Source extract
_ _ _
In the gas chromatogram of the raw material (distillate of WPPO) and the raffinate, each olefin component peak was positioned immediately before each paraffin component. It was expected that it would be difficult to separate the paraffin–olefin components by equilibrium extraction by comparing the gas chromatogram of the raw material (distillate of WPPO) in Figure 1b and the raffinate of Figure 1c.

Although this study only mentions the separation of paraffin components among raw materials by equilibrium extraction, we plan to conduct a detailed review of the separation of olefin components among raw materials by equilibrium extraction in the future.

In the extraction operation, the difference in density between two phases (raffinate phase, extract phase) is an important factor that determines the extraction processing speed. Figure 2d shows the density (ρ) of the two phases recovered after the extraction operation using DMF and DMSO. The effect of y_w,0 on the density of the raffinate and extraction phases was not recognized regardless of the solvent. The difference in the density of the two phases due to DMSO extraction was greater than that of DMF extraction. From this result, it was found that DMSO is more advantageous than DMF in terms of extraction processing speed.

When referring to the change in the color of the raffinate according to y_w,0 and the solvent, as shown in Figure 3, the color of the raffinate became lighter as the y_w,0 decreased regardless of solvent, and changed to very light yellow at y_w,0 = 0 (raw material: dark brown). At the same y_w,0, the color of the raffinate recovered using DMF was lighter than that of DMSO. In particular, the raffinate recovered at y_w,0 = 0 using DMF showed a pale yellow color, almost similar to the color of commercial light oil. Considering that the paraffin component is almost colorless, it can be confirmed that the concentration of paraffin components in the raffinate increases with decreasing y_w,0 in the case of DMF rather than DMSO.

Furthermore, because the waxing phenomenon of commercial light oil can occur at a very low temperature, the raw material of this study and the raffinate recovered by DMF and DMSO extraction at y_w,0 = 0 were left at −25 °C for 24 h. The occurrence of a waxing phenomenon was confirmed throughout this process. The waxing phenomenon was observed in the raw material and the raffinate recovered from DMSO, but not in the raffinate recovered from DMF.
_ _ _
Stored data

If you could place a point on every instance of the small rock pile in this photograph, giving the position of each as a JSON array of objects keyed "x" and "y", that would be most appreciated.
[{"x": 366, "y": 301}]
_ _ _
Tasks to carry out
A) Answer these questions from the solvent-extraction text:
(i) Which solvent gave the greater density difference between the two phases?
(ii) What color was the raw material?
(iii) After 24 h at −25 °C, which sample showed no waxing?
B) In the solvent-extraction text, start at the words "In the gas chromatogram" and stop after "in the future.". Write that span out again, changing "equilibrium extraction" to "solvent extraction".

Solutions to the exercise
A)
(i) DMSO
(ii) Dark brown
(iii) The raffinate recovered from DMF

B)
In the gas chromatogram of the raw material (distillate of WPPO) and the raffinate, each olefin component peak was positioned immediately before each paraffin component. It was expected that it would be difficult to separate the paraffin–olefin components by solvent extraction by comparing the gas chromatogram of the raw material (distillate of WPPO) in Figure 1b and the raffinate of Figure 1c.

Although this study only mentions the separation of paraffin components among raw materials by solvent extraction, we plan to conduct a detailed review of the separation of olefin components among raw materials by solvent extraction in the future.